┌─ Excerpted data

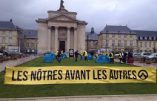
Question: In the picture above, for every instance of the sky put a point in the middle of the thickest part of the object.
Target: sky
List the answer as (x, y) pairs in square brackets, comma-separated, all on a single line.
[(136, 14)]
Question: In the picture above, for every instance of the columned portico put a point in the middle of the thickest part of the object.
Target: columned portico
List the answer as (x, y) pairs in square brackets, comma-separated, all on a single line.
[(60, 31)]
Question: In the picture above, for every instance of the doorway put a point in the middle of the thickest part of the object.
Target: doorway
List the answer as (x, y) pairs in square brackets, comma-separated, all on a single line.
[(62, 45)]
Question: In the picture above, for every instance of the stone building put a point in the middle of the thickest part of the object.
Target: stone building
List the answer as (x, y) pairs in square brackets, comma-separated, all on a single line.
[(61, 31), (91, 40), (29, 41), (117, 38), (146, 41), (8, 36)]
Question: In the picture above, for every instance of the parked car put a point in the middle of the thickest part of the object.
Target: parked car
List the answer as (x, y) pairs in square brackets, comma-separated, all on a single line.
[(152, 57), (1, 54), (136, 55), (145, 54)]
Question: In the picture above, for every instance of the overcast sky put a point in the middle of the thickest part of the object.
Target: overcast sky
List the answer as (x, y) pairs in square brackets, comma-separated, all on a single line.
[(136, 14)]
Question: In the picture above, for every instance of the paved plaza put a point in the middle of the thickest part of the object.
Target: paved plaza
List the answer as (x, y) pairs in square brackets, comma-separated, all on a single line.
[(90, 98)]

└─

■ What the task asks: Read through the data above. Report each line that has the word "doorway".

■ Task response:
Question: In the picture above, for every instance of the doorway put a point in the middle of the thickest part of the object.
Target: doorway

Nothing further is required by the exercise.